Краткое задание 1: Сдвиньте на 54 все координаты вершин многоугольников в ответах и воспроизведите заново часть записей вместе с запросами: от начала записей до строки, содержащей «[[[87,158],[94,158],[94,154],[88,154]]]», включительно. Изображения в ответ не включайте.

Фрагмент документа:
>>

О чем бы ни писал Цицерон — о дружбе, о славе, о добродетели, о Республике — он непрерывно возвращается теперь мыслью к одному — к смерти. Смерть — не зло, вновь и вновь повторяет Цицерон, она великое утешение. Мы страшимся смерти, а от скольких мук она нас спасает! Если бы Помпей умер сразу же после своих побед, не узнал бы он ни поражения, ни ужаса, ни позора. А если бы сам Цицерон умер раньше, его можно было бы назвать счастливцем. Надо только помнить, что с теми, кто ушел от нас, не случилось никакого горя. Случилось оно только с нами, ибо мы их потеряли. Но лишь себялюбцу свойственно тужить о себе. Мысль, что им хорошо, должна облегчить наши муки. Сам же он мечтает, что душа его, сбросив земные оковы, как птица, поднимется к небу. Она забудет там все земные страдания. И там глаза души широко откроются, и будет она постигать все тайны мироздания, и грязная оболочка праха не будет ей помехой. Есть люди, которые не верят в бессмертие души и думают, что она гибнет вместе с телом. Цицерон с ними не согласен. Но, если бы даже они были правы, смерть все равно благо. «Если душа разрушается и погибнет всецело, то что может быть лучше, чем уснуть в середине жизненных трудов и смежить глаза для сна, который вечен… Я, если так случится, что Бог предвозвестит мне кончину, приму это с радостью и благодарностью, почту за освобождение из оков и из-под стражи… Мы должны почитать смерть открытым для нас прибежищем и пристанищем. О, если бы мы могли поспешить к ней сразу и на всех парусах!» (Тиsс., I, 117–119).

<<

Исходные данные:
>>

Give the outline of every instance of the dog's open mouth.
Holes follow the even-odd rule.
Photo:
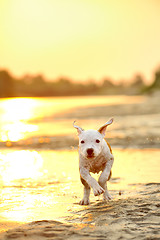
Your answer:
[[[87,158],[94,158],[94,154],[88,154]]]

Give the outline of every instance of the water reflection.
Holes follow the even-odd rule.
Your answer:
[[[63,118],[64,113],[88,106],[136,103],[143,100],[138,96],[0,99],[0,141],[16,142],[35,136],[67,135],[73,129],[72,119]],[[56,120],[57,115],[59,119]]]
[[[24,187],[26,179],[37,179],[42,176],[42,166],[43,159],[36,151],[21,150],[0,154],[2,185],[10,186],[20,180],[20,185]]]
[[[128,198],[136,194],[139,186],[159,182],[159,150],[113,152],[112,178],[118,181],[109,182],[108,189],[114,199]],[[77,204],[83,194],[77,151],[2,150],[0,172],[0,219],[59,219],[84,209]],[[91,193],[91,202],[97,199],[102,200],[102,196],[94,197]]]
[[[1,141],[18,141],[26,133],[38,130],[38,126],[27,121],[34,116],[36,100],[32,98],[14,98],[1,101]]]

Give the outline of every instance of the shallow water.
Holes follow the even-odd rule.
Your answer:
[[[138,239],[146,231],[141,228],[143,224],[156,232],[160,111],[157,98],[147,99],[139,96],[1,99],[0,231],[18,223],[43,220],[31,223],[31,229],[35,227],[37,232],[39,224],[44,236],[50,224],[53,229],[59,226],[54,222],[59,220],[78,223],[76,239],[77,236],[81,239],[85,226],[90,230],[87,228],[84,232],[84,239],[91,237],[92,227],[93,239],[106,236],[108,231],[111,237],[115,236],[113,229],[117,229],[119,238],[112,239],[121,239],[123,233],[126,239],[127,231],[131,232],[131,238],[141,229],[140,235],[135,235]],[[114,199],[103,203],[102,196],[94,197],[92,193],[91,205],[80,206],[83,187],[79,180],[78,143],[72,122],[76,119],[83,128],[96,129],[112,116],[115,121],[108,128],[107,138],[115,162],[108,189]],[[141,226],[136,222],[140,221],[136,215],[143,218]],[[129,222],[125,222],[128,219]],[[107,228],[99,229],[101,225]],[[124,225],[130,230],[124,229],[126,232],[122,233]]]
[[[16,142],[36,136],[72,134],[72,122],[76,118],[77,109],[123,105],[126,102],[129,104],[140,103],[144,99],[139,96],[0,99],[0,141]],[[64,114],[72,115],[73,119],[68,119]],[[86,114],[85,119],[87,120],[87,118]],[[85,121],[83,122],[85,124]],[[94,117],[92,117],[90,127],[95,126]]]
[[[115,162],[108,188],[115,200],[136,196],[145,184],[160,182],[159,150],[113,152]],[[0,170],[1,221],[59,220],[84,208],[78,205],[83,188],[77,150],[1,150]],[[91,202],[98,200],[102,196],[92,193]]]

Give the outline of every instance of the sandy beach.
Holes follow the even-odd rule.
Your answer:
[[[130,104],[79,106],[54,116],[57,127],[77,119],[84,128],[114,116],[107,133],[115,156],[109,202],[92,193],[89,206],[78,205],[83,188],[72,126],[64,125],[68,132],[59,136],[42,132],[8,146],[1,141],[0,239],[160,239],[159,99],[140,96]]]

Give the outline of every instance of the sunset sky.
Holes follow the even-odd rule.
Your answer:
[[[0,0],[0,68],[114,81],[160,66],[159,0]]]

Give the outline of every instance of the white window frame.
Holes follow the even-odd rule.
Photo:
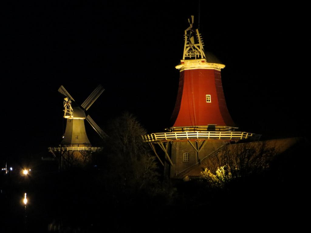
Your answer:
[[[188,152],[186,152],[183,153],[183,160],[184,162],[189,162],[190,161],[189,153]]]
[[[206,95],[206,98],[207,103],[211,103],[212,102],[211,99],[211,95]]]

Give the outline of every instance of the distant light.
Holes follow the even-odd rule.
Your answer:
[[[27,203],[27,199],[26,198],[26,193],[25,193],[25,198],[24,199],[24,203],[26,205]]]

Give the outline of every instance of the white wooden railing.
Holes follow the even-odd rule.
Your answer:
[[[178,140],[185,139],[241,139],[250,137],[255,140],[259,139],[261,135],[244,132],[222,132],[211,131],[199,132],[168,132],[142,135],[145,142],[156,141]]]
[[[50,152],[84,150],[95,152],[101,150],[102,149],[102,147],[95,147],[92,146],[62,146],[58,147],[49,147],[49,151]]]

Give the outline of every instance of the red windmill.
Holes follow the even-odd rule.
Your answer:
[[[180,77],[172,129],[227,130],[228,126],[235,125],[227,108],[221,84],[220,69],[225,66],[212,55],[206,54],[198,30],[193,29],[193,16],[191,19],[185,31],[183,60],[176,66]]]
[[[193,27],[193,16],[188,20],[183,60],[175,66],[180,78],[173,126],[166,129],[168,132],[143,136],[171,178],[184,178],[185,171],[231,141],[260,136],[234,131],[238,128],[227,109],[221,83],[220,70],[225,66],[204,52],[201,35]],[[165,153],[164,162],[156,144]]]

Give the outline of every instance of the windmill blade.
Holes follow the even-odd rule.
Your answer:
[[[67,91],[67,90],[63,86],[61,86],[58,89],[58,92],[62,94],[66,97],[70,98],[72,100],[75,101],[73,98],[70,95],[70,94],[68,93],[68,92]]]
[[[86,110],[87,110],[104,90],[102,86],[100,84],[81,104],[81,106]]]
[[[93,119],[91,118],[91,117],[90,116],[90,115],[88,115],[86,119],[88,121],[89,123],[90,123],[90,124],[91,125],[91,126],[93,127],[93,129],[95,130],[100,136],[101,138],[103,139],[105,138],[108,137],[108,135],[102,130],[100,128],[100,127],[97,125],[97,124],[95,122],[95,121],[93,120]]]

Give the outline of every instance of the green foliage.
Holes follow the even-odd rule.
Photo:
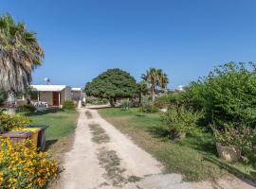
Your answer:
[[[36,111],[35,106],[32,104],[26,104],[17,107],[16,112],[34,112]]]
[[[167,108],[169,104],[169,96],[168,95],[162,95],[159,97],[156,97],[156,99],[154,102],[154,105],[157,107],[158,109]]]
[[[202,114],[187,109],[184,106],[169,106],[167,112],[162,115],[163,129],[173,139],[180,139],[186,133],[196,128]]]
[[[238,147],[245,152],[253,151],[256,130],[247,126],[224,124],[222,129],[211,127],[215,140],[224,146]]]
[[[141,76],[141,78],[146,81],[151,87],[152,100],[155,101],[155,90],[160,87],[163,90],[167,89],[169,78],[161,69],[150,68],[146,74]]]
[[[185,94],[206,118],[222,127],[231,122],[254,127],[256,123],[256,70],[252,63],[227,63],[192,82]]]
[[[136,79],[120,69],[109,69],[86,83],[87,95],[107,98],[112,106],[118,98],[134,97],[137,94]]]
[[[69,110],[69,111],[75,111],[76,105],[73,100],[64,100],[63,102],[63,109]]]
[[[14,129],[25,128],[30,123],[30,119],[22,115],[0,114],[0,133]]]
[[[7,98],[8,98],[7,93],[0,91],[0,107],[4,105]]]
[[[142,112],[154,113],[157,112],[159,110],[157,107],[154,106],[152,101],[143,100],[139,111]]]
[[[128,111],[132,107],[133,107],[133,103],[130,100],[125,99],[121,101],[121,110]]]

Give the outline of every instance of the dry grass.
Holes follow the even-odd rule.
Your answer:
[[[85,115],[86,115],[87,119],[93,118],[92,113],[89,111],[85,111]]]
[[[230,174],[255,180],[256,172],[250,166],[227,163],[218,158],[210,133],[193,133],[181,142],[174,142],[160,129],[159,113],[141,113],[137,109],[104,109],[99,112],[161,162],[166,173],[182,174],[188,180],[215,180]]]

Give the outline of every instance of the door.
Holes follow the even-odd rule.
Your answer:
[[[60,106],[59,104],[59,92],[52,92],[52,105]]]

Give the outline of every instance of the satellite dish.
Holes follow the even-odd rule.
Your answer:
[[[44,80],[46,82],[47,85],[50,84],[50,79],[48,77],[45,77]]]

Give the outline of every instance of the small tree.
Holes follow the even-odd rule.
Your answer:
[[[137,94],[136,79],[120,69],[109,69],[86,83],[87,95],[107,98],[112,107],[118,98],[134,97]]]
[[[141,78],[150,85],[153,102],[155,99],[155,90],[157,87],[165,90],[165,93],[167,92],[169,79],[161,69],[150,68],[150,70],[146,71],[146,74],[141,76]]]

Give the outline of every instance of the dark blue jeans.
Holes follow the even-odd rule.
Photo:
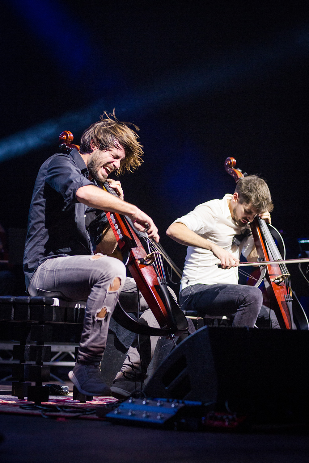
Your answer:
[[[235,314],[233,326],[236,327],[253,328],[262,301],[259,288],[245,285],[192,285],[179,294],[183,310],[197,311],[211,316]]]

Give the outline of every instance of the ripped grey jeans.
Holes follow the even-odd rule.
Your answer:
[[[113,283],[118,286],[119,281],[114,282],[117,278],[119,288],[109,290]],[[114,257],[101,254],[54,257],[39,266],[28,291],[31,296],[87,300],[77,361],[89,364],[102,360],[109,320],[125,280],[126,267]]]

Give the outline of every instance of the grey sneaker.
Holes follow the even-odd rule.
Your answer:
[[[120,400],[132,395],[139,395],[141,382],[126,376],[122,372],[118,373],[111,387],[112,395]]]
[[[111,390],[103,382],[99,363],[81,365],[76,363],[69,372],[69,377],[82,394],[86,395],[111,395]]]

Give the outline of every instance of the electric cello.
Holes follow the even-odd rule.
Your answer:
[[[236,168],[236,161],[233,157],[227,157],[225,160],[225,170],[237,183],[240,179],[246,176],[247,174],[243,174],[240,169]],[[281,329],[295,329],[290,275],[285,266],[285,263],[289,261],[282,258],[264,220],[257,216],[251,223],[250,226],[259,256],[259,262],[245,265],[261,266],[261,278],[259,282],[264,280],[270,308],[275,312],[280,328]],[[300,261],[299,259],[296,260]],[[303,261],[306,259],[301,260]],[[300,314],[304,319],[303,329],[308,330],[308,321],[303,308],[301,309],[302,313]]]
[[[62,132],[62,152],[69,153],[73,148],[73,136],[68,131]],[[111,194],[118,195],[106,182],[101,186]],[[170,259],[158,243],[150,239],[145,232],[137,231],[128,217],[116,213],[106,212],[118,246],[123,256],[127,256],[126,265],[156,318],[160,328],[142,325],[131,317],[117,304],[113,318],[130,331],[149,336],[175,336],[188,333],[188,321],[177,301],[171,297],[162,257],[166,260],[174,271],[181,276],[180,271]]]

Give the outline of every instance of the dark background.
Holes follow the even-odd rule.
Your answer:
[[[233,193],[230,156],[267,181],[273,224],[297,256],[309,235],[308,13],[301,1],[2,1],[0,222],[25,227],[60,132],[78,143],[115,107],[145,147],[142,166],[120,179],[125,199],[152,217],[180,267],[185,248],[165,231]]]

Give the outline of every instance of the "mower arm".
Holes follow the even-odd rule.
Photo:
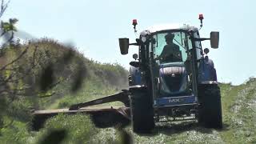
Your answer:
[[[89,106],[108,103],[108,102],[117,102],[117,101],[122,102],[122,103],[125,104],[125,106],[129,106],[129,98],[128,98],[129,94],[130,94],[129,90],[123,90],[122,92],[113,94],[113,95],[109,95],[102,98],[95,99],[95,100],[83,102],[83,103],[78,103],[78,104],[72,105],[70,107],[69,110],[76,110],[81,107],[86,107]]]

<<

Краткое задание 2: Почему, согласно тексту о Цицероне, смерть остается благом даже в том случае, если душа гибнет вместе с телом?

Решение задания 1:
Give the outline of every instance of the dog's open mouth.
Holes follow the even-odd rule.
Photo:
Your answer:
[[[141,212],[148,212],[148,208],[142,208]]]

Решение задания 2: Тогда смерть подобна тому, чтобы уснуть посреди жизненных трудов и сомкнуть глаза для вечного сна. По словам Цицерона, ничего лучшего быть не может.